Once it is applied to a print it becomes a part of the print. It is a dye and so it changes the print. You can't just put water on it and wipe it off if you get to much on a spot. Also the longer you leave a drop on a spot the darker it becomes. So the technique is to dab it on and leave it sit a moment and then wipe off the excess. If its not dark enough then do it again. You keep repeating until the dust spot disappears.
Step 2: The Spotting Process
You might find yourself with a magnifying glass to see the spots close up. Also a desk lamp that can be moved close to the print helps also. This is very close up work. And it takes a lot more time than digital retouching. Although I was pretty good at doing it I can't say that I miss it. One of the big advantages of digital retouching is that you can blow the picture up really big so you can see the smallest defects. Also you have an undo button. There is no undo with a brush.
Step 3: An Example of What You Can Do
I tried taking some pictures by firelight once as an experiment. Anyway the roll of film in the camera was half exposed already and I wanted to push the firelight pictures to the max. Pushing is a special development technique where we use special developer and higher temperatures so we can get more sensitivity out of the film. A TriX 400 film could be pushed to 1200 ASA with the developing technique. So I wanted to push the half that was shot by firelight. This meant that I had to cut the film in half in the darkroom. There was no way of knowing where to cut, it was just a guess, so I took the scissors and in the dark tried to find the half way point and then cut. Well of course I got it wrong. In fact I cut right down the middle of one of the best shots. Determined not to loose it I printed both half's on the same paper and then retouched the slice. It turned out pretty good. In the finished print it looks totally blended. However if you blow the picture up to a larger size (compliments of a good scanner) the retouching becomes visible. Now today if I wanted I could continue with digital retouching and totally blend the line out. But for back then this was pretty good work.
Step 4: Toneing Big Areas
I shot this picture and printed it and thought that it would look really interesting if I could get the entire area in the background to be black. I tried burning it in while printing but that only got it part way. I finished up with a brush and a lot of spot tone. It is hard to get the dye to be black so it took many coats to get it where I wanted. I think the end result was pretty good. It gave an interesting perspective and made use of the film grain also. This picture would just not work in color the way it does In B&W. The final finished print is 10 inches by 14 inches which emphasizes the long perspective and it is dry mounted on a 16 X 20 board. The full picture did not fit my scanner.

* [Written task A]
Below are the rows. List every line in them that contains the word "truck", matching its case exactly.

* [Stored records]

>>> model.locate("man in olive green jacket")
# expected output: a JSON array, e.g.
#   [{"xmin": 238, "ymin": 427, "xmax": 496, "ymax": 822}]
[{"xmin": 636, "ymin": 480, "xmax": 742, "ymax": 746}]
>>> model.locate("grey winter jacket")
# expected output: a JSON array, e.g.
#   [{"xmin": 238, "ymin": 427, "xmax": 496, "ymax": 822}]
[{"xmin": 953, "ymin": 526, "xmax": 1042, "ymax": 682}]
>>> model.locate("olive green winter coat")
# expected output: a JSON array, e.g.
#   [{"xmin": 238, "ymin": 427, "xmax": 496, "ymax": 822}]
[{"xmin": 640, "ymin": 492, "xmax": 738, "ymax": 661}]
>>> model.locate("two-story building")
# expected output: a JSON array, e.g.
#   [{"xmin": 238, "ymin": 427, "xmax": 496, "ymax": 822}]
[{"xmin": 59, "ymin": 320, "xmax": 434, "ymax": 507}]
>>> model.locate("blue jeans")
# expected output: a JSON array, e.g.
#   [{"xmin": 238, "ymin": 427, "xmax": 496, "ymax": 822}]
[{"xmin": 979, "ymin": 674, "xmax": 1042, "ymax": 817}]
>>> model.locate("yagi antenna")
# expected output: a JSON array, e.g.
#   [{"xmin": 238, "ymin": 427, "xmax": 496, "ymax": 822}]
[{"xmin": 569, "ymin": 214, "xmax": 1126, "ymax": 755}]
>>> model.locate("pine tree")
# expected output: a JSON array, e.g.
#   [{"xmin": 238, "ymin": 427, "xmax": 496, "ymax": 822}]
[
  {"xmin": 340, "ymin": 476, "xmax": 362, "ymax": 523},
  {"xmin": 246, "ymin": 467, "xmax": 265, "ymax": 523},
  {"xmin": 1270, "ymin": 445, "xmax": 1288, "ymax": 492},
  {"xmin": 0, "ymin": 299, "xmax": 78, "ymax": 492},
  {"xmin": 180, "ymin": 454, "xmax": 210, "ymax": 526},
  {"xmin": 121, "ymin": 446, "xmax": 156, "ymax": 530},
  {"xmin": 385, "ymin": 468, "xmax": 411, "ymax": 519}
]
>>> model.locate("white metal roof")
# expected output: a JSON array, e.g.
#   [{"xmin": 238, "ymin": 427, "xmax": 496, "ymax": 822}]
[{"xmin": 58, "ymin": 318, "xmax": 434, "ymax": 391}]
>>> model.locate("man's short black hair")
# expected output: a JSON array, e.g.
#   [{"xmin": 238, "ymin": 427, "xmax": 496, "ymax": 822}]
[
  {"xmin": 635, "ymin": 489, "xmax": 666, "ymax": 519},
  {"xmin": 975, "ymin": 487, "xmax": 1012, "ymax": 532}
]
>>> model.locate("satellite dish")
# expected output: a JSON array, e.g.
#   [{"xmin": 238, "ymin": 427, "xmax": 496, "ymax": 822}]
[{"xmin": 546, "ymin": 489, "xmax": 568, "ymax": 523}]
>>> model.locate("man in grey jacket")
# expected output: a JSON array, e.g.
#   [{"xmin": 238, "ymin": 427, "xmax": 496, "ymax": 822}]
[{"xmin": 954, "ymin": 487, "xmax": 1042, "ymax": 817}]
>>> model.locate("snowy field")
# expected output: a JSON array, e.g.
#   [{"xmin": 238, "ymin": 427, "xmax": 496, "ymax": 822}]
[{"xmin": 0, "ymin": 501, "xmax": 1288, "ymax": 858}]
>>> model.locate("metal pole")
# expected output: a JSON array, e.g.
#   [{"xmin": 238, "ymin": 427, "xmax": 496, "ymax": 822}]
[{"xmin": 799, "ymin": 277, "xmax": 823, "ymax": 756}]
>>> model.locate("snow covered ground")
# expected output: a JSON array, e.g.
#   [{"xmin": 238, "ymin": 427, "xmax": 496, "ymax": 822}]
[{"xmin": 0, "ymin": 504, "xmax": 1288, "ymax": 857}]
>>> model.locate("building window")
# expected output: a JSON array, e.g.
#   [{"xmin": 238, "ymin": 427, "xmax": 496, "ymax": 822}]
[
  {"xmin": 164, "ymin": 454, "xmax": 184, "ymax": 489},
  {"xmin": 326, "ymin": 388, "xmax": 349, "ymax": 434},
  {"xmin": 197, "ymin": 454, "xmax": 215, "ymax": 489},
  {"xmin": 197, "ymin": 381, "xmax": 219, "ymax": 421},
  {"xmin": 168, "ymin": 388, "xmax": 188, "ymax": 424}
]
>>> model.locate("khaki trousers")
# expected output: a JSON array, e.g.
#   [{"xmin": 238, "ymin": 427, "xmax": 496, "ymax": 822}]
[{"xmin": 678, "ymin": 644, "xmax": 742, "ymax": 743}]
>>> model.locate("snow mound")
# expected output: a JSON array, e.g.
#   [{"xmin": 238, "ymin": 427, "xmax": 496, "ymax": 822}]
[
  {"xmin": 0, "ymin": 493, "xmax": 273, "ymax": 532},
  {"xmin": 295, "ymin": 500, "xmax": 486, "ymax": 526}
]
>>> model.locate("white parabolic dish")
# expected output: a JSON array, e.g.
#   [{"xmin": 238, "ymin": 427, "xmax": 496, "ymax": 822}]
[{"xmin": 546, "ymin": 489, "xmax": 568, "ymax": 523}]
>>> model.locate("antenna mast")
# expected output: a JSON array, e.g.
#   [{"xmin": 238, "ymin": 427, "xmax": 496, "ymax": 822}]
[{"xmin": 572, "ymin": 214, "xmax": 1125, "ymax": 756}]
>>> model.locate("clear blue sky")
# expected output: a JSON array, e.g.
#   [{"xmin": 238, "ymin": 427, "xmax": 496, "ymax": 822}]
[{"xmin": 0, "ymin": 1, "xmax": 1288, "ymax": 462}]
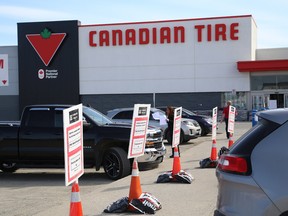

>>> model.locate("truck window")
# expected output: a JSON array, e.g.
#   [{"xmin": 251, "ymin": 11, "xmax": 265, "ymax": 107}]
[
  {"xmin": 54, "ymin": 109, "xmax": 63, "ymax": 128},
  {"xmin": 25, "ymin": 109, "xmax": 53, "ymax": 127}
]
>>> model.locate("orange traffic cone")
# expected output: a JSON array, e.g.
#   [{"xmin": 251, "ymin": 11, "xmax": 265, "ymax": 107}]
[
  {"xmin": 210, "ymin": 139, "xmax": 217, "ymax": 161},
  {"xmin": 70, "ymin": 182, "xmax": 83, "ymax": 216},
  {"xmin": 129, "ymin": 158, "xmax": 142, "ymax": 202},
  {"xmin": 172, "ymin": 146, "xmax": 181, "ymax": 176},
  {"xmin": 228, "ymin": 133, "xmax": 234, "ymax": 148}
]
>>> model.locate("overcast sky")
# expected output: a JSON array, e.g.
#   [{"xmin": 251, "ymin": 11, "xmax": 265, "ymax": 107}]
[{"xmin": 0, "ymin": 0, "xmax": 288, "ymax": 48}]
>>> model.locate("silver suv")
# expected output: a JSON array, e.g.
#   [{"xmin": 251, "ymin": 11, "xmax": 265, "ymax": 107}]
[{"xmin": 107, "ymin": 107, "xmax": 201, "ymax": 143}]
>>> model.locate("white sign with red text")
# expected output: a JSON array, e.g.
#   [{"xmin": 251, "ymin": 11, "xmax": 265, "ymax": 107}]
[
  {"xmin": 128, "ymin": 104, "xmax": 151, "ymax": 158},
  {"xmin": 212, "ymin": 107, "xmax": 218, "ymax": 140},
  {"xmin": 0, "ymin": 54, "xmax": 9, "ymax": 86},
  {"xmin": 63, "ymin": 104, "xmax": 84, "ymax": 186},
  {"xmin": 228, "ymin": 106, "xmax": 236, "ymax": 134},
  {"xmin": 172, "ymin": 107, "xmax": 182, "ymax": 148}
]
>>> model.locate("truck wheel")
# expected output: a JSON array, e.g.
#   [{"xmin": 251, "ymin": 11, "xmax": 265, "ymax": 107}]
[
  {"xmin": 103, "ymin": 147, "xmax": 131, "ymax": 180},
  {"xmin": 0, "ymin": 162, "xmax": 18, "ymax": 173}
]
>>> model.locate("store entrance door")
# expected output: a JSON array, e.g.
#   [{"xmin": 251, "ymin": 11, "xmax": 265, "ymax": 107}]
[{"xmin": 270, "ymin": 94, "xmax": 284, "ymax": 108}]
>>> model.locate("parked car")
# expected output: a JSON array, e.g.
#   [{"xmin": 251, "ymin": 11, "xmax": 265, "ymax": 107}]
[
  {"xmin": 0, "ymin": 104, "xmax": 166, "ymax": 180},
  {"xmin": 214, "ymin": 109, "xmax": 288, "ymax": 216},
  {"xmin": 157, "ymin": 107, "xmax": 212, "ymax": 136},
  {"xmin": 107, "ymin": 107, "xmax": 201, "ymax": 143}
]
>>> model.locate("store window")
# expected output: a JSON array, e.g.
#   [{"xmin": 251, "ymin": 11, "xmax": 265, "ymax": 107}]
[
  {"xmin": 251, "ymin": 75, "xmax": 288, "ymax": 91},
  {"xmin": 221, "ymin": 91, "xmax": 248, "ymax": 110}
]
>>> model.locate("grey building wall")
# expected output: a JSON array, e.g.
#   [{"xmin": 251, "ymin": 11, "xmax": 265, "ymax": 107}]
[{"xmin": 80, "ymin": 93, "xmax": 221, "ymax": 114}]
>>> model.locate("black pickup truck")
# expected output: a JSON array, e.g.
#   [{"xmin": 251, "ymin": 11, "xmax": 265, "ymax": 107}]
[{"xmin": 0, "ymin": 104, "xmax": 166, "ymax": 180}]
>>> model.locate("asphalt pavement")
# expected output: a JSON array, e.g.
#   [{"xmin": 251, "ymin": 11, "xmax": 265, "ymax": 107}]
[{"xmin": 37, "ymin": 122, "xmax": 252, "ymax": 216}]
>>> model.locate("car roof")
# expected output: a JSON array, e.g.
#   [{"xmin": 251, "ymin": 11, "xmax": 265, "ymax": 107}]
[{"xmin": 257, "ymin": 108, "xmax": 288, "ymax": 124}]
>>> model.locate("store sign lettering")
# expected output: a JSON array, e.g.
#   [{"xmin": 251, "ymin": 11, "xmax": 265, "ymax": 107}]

* [Written task B]
In the passage on spotting prints above, write out the stretch from "Once it is applied" through "dust spot disappears." again, substituting "photograph" for "print" throughout.

* [Written solution A]
>>> model.locate("truck window")
>>> model.locate("truck wheel")
>>> model.locate("black pickup truck")

* [Written solution B]
Once it is applied to a photograph it becomes a part of the photograph. It is a dye and so it changes the photograph. You can't just put water on it and wipe it off if you get to much on a spot. Also the longer you leave a drop on a spot the darker it becomes. So the technique is to dab it on and leave it sit a moment and then wipe off the excess. If its not dark enough then do it again. You keep repeating until the dust spot disappears.